**Text section**.
I can understand why some people on Digg or even on this site are questioning the ethics behind Arn's decision.
In order to understand the animosity (which is misplaced, as I'll detail later) one must understand what goes into making a doctor. There are many people who would be excellent physicians who cannot get into U.S. medical school. This is borne out not just by personal experience - I knew people that fit the bill but didn't get in - but by academic studies of MCAT score correlation with eventual performance. In 2007, there were 42315 applications for 17759 spots in American MD schools. In addition, (American) society spends hundreds of thousands of dollars on each physician that completes residency/fellowship - medical school costs more than tuition, and Medicare funds residencies. So, every physician that leaves the field does indeed remove a physician from society at a time of physician shortage, take a spot from someone else who would've been a good physician, and cost society hundreds of thousands of dollars. Thus, the decision to leave the field should not be done lightly.
However, we're not talking about someone who left clinical practice to go sell penis-enlargement kits or market a weight-loss product. He's pursuing a dream. And hopefully, if successful, he'll share some of the profits with the medical education system so that someone else can be trained.
As for paying the mods - I think anyone that shared in Arn's financial risk (paying for servers, computer maintenance/bandwidth, maintaining relationships with advertisers, etc.) should share in the reward. But paying someone for being a moderator? There's no such obligation. There are non-financial rewards for being a more influential member of a cyber-community, and one can take it or leave it. I'm contributing to the value of the site by being a member, giving what I hope are insightful posts, and reading the bulletins (thereby being a member of the audience for advertisers). However, I certainly don't expect to be rewarded for my participation.
Good luck to Arn. And, if you're being offered 8 figures for a site which nets you only 6 figures, by all means sell. I saw too many people offered large sums for their e-businesses in the late 90's, who declined, only to go bankrupt.

**Explore the material**.
A: According to the post, how many applications were submitted in 2007 for spots in American MD schools?
B: Transcribe the post word for word, from "As for paying" up to and including "for my participation.".

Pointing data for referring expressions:
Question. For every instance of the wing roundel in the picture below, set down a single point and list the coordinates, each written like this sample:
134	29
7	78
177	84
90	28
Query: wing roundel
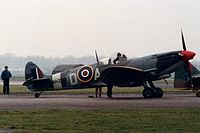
85	74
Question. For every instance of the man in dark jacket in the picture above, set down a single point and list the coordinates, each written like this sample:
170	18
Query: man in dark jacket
5	76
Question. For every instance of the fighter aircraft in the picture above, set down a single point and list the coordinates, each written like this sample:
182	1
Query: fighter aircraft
130	73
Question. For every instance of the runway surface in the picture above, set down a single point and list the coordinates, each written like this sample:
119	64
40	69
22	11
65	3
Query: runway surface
119	101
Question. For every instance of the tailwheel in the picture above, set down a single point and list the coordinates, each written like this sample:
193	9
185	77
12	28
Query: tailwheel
158	92
198	94
37	95
148	93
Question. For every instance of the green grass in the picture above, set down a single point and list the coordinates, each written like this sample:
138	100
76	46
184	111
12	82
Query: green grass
19	89
107	121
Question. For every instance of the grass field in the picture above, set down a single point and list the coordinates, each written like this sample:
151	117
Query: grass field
15	89
107	121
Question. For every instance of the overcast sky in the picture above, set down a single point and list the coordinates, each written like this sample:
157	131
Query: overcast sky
58	28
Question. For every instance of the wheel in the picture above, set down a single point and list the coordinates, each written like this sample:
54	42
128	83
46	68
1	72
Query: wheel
147	93
198	94
158	92
37	95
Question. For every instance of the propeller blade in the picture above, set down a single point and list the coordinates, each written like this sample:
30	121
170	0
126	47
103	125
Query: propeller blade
97	58
183	41
188	74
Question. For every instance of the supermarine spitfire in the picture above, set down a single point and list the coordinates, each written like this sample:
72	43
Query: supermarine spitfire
131	73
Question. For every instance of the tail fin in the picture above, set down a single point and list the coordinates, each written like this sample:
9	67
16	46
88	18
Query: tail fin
180	80
32	71
35	79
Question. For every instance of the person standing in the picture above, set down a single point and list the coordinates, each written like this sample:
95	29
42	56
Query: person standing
98	92
5	76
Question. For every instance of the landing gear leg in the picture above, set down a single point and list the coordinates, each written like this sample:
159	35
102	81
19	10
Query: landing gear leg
150	92
37	95
158	92
109	91
147	92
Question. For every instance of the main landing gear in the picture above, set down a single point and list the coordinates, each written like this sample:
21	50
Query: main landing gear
37	95
151	92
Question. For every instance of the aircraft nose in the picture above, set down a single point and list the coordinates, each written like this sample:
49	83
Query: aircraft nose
187	55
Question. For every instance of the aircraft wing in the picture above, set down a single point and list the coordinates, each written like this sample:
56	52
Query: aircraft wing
121	74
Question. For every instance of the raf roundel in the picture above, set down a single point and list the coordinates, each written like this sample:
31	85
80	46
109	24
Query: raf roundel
85	74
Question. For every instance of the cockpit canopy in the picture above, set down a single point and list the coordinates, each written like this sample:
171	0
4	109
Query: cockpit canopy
105	61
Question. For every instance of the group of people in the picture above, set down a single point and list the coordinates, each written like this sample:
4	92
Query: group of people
120	58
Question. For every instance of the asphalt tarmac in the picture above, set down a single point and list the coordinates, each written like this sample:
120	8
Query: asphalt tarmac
119	101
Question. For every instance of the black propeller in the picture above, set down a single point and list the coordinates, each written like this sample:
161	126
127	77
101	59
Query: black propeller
187	69
97	58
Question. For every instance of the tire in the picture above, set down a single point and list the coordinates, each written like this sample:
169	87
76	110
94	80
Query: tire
198	94
147	93
37	95
158	92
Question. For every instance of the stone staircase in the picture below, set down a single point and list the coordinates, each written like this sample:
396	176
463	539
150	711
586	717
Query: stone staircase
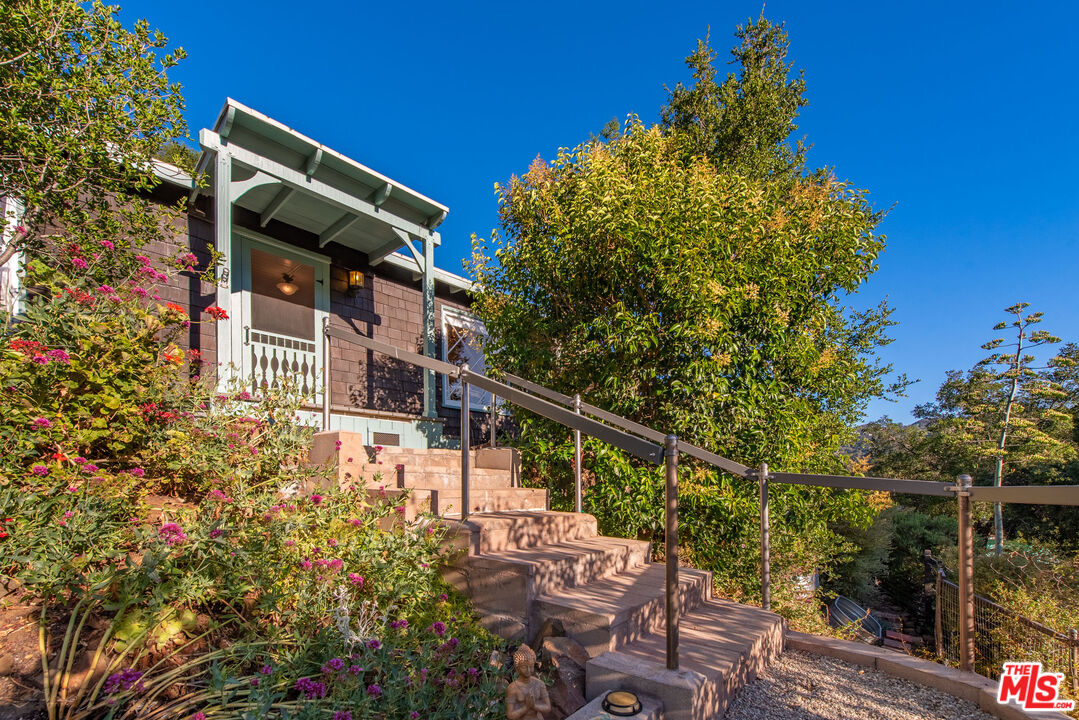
431	476
523	569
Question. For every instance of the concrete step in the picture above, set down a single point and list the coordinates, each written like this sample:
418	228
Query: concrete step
447	503
509	582
722	646
493	532
609	613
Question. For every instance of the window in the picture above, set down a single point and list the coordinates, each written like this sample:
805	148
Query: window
463	337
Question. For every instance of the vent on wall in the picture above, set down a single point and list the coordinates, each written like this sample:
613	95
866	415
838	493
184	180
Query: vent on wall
385	438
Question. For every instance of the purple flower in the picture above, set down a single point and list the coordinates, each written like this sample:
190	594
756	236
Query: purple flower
124	680
172	533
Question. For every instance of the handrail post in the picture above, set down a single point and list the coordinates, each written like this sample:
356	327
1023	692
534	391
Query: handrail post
326	375
465	442
762	475
670	460
966	576
576	459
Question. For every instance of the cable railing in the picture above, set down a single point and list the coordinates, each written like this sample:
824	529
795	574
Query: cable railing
653	446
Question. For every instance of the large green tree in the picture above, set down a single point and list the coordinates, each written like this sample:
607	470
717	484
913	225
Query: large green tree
85	105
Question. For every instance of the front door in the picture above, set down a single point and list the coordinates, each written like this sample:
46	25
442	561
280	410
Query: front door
284	297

**Outputs in order**.
A: 42315 applications were submitted for 17759 spots.

B:
As for paying the mods - I think anyone that shared in Arn's financial risk (paying for servers, computer maintenance/bandwidth, maintaining relationships with advertisers, etc.) should share in the reward. But paying someone for being a moderator? There's no such obligation. There are non-financial rewards for being a more influential member of a cyber-community, and one can take it or leave it. I'm contributing to the value of the site by being a member, giving what I hope are insightful posts, and reading the bulletins (thereby being a member of the audience for advertisers). However, I certainly don't expect to be rewarded for my participation.